• **What you have to do**: Report each line from the entries in which "below" can be found.

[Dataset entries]

══════

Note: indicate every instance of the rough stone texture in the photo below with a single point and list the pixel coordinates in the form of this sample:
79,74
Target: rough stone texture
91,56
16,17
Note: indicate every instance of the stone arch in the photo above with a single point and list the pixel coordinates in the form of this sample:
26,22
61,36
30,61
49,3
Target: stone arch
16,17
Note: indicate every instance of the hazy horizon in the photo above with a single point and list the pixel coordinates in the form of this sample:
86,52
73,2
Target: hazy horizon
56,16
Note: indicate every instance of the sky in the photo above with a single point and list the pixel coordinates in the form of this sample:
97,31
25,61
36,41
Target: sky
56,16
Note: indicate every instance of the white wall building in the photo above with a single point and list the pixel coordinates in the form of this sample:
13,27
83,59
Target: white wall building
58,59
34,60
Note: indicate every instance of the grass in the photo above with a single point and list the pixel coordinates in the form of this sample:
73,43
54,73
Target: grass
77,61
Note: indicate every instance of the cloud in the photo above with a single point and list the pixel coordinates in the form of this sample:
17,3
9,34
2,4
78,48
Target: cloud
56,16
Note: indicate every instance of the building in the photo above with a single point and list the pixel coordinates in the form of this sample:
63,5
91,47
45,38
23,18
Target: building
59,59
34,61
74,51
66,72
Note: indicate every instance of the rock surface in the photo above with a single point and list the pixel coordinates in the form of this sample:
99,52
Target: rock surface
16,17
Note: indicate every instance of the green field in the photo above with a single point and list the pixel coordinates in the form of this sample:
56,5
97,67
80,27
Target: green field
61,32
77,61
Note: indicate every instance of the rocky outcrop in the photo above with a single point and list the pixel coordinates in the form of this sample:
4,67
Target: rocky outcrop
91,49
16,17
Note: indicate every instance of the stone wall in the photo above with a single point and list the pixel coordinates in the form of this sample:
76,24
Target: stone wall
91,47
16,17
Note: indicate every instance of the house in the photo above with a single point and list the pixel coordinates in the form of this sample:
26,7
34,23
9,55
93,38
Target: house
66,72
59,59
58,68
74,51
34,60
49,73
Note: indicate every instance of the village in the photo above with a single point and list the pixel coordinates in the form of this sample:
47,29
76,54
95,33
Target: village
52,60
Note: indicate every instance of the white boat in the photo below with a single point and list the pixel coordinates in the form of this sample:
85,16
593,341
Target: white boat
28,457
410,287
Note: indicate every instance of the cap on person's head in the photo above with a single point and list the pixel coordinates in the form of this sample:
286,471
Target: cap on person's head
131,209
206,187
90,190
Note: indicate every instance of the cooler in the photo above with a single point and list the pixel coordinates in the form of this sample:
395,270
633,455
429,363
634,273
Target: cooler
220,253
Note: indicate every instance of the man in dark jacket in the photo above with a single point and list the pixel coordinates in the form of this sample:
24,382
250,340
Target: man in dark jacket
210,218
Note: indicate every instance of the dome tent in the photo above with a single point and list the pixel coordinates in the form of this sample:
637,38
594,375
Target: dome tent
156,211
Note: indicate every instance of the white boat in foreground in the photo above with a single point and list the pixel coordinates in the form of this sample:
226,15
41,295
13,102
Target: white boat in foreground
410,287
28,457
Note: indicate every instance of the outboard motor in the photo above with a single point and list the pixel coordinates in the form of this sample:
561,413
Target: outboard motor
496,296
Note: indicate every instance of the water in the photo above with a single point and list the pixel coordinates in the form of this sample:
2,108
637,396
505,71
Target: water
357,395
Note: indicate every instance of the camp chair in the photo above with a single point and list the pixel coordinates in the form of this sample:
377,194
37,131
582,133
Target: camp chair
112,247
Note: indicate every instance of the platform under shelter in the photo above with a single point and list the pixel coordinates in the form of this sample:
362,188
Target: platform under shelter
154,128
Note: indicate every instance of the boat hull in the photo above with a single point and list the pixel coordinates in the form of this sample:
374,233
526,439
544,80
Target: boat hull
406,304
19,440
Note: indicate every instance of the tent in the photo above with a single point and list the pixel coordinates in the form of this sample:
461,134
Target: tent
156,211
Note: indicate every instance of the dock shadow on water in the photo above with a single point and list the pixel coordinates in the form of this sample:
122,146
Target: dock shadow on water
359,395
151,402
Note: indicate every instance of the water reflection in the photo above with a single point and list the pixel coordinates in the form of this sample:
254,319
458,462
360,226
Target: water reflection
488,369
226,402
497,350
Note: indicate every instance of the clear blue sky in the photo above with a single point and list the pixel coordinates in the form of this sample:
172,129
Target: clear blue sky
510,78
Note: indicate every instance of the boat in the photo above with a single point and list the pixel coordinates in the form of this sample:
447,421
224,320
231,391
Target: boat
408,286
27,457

══════

• **Completed exercise**:
Note: indicate every instance of the rough stone texture in the photo below with a single point and list the pixel coordinates in the form of this sample:
Note: indicate every instance of the white boat in the photo below with a single point and list the pixel coordinates in the form of this sample:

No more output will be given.